◆ TASK 1 ◆
According to the commit page, which connector should be used in place of MySqlDataConnector?
◆ TASK 2 ◆
List every metrics and records sink type named on the commit page.
◆ TASK 3 ◆
Return everything on the commit page from "commit: fa11527ea9a694c7d778d3ba2ea007db3dbf21a8 [log]" down to "sink configuration [here](#sinks).", copied word for word.

◆ QUOTED TEXT ◆
————

[GRIFFIN-319] Deprecate old Data Connectors **What changes were proposed in this pull request?** This ticket aims to inform users of the deprecated data source connectors. Deprecated connectors: - MySqlDataConnector in favour of JDBCBasedDataConnector - AvroBatchDataConnector in favour of FileBasedDataConnector - TextDirBatchDataConnector in favour of FileBasedDataConnector The documentation is also updated corresponding to the new connectors for reference. **Does this PR introduce any user-facing change?** No **How was this patch tested?** Not Applicable Author: chitralverma <chitralverma@gmail.com> Closes #564 from chitralverma/deprecate-old-data-connectors.

commit: fa11527ea9a694c7d778d3ba2ea007db3dbf21a8 [log] [tgz]
author: chitralverma <chitralverma@gmail.com> Mon Jan 06 17:12:03 2020 +0800
committer: wankunde <wankunde@163.com> Mon Jan 06 17:12:03 2020 +0800
tree: a520e2d0ea5171bf2f7c604908073b00e41a9c1a
parent: ee82cbd989fcbb73e9043595f6e0dc3e03aa992f [diff]
diff --git a/griffin-doc/measure/measure-configuration-guide.md b/griffin-doc/measure/measure-configuration-guide.md
index ac7b5c2..d1a6c36 100644
--- a/griffin-doc/measure/measure-configuration-guide.md
+++ b/griffin-doc/measure/measure-configuration-guide.md

@@ -82,7 +82,7 @@
 - **sinks**: This field configures list of metrics sink parameters, multiple sink ways are supported. Details of sink configuration [here](#sinks).
 - **griffin.checkpoint**: This field configures list of griffin checkpoint parameters, multiple cache ways are supported. It is only for streaming dq case. Details of info cache configuration [here](#griffin-checkpoint).
 
-### <a name="sinks"></a>Sinks
+### Sinks
 - **type**: Metrics and records sink type, "console", "hdfs", "http", "mongo", "custom".

————

◆ DATA PROVIDED ◆

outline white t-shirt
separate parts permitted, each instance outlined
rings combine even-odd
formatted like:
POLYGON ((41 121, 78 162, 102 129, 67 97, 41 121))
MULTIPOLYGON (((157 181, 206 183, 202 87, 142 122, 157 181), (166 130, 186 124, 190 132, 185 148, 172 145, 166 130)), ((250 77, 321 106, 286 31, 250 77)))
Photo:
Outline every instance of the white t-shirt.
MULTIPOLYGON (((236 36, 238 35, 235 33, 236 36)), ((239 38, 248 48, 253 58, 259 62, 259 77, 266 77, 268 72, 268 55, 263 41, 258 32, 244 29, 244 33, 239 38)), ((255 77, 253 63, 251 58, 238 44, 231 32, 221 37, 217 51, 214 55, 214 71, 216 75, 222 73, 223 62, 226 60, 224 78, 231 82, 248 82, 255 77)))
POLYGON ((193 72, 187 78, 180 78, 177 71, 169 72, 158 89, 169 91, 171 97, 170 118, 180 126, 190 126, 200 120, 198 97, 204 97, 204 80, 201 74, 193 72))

————

◆ WRITTEN RESPONSE 1 ◆
JDBCBasedDataConnector

◆ WRITTEN RESPONSE 2 ◆
console, hdfs, http, mongo, custom

◆ WRITTEN RESPONSE 3 ◆
commit: fa11527ea9a694c7d778d3ba2ea007db3dbf21a8 [log] [tgz]
author: chitralverma <chitralverma@gmail.com> Mon Jan 06 17:12:03 2020 +0800
committer: wankunde <wankunde@163.com> Mon Jan 06 17:12:03 2020 +0800
tree: a520e2d0ea5171bf2f7c604908073b00e41a9c1a
parent: ee82cbd989fcbb73e9043595f6e0dc3e03aa992f [diff]
diff --git a/griffin-doc/measure/measure-configuration-guide.md b/griffin-doc/measure/measure-configuration-guide.md
index ac7b5c2..d1a6c36 100644
--- a/griffin-doc/measure/measure-configuration-guide.md
+++ b/griffin-doc/measure/measure-configuration-guide.md

@@ -82,7 +82,7 @@
 - **sinks**: This field configures list of metrics sink parameters, multiple sink ways are supported. Details of sink configuration [here](#sinks).